───── Tekstfragment ─────

Frits doet vis. Dat wil zeggen: hij studeert dierwetenschappen aan de Wageningse Universiteit. Zijn specialisme is vis. En hij heeft er ongelooflijk veel lol aan!
Wij hebben een vijver. En vijver + Frits, dat kun je raden. Zo heeft hij een keer bommetje gedaan terwijl ik op de vlonder in een stoel lag te slapen.
We hebben Frits gevraagd om Hoofd Helderheid te worden. Want een heldere vijver, dat is wat je wil. En hij wou. Dus, Frits, moet er vis in? Ja, er moet vis in. Maar wel met beleid. Want kies je foute vis, dan heb je het gedonder in de glazen, de poppen aan het dansen: viezigheid, het een eet het ander op en voor je het weet zit je vast aan pompen en gemalen. En dat is wat we niet willen. Voorntjes, zegt hij, een paar. Vanavond kwam het verlossende sms’je: ik kom eraan. Met vijf blankvoorns. Wij blij, hij blij, zij blij. Hij heeft ze vrijgelaten. Blijven voor een biertje ging niet, hij moest nog even glasaaltjes checken in Noordpolderzijl. Zo is Frits.
Nu maar hopen dat we straks niet de hele reigerpopulatie van Westernieland en Pieterburen langs de oever hebben staan. Voor een Ikea-ontbijt. Hoofd Helderheid zegt dat het goedkomt. We vertrouwen hem. Op de Helderheid!
(De volgende avond daalt, met een sierlijke vleugelslag, de reiger en strijkt neer op de rand. Wie heeft hem ingeseind?)
Meneer en mevrouw eend hebben elkaar en onze vijver gevonden.
Zo op het oog een vredig beeld. Wie het paringsgedrag van eenden een beetje kent weet van de doodsnood waarin mevrouw met enige regelmaat verkeert. Ze houdt dan met moeite het hoofd boven water. Meneer lijkt er geen genoeg van te kunnen krijgen. Dus nog maar een keer. En met een beetje pech willen de buurmannen ook wel even.
Ze drentelen door het gras, man en vrouw, wiebelen de kontjes wat heen en weer, net zolang tot er weer een behaaglijk rustplekje gevonden is. Als ik ze niet stoor met de camera vallen ze lekker in slaap. Gezellig.
Of het echtelijk (on)gerief leidt tot zwangerschap en nakroost, daarvan houd ik u uiteraard graag op de hoogte.
Af en toe moet je even weg. Een ander behangetje om je heen. Tapetenwechsel, zeggen de buren. Vorige keer was het Brussel met Marc en Pim. Nu Frankrijk. Een weekendje Amiens met Jan, Vera, Sulivan, Cindy, Thijs en Lies. Daarna apart verder. Caravan mee, Tammo mee, voor het eerst!

───── Verstrekte gegevens ─────

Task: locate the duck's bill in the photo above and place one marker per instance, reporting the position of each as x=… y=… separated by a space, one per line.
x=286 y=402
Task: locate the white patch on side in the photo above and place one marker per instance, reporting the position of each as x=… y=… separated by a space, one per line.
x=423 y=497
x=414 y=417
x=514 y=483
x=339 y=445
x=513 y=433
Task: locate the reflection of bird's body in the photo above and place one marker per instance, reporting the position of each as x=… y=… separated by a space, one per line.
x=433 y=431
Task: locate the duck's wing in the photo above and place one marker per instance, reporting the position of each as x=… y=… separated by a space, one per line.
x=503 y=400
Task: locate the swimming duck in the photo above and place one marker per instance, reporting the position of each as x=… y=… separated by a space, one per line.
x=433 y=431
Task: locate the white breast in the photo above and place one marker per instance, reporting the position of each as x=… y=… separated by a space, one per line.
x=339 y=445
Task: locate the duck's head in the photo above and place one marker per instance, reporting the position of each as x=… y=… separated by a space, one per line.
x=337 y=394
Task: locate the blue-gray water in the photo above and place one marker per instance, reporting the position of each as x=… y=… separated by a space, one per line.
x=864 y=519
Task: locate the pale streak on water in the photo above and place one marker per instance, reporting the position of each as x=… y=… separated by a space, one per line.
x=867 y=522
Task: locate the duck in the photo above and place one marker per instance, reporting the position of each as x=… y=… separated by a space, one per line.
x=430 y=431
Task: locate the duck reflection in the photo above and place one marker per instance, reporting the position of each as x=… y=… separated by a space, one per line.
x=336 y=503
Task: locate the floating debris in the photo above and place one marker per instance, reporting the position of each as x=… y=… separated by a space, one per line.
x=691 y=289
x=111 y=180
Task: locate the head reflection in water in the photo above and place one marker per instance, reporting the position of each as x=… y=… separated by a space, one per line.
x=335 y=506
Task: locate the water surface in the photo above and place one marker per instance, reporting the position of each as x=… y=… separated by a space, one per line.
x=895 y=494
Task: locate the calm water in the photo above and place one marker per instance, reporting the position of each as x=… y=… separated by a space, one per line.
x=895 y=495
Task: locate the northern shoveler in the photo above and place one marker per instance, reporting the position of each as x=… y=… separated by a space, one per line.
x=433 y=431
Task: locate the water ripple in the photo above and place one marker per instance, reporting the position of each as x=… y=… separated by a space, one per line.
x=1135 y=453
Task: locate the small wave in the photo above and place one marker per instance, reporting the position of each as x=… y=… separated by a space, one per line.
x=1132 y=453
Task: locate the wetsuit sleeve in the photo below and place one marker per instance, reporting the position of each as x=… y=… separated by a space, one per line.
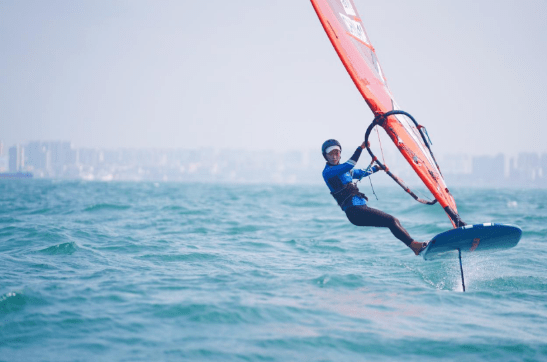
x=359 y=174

─────

# Opgaven
(1) Vat het tekstfragment samen in drie zinnen.
(2) Geef het aantal regels in de rijen waarin de string "white" voorkomt, en verder niets.
Het tekstfragment en de rijen komen uit verschillende bronnen.

# Uitwerkingen
(1) Frits studeert dierwetenschappen aan de Wageningse Universiteit met vis als specialisme. Hij is gevraagd Hoofd Helderheid van de vijver te worden en heeft er vijf blankvoorns in vrijgelaten, waarna een reiger op de rand neerstreek. Verder heeft een eendenpaar de vijver gevonden, en staat een weekend Amiens op het programma, waarna de reis apart doorgaat met de caravan en Tammo.

(2) 2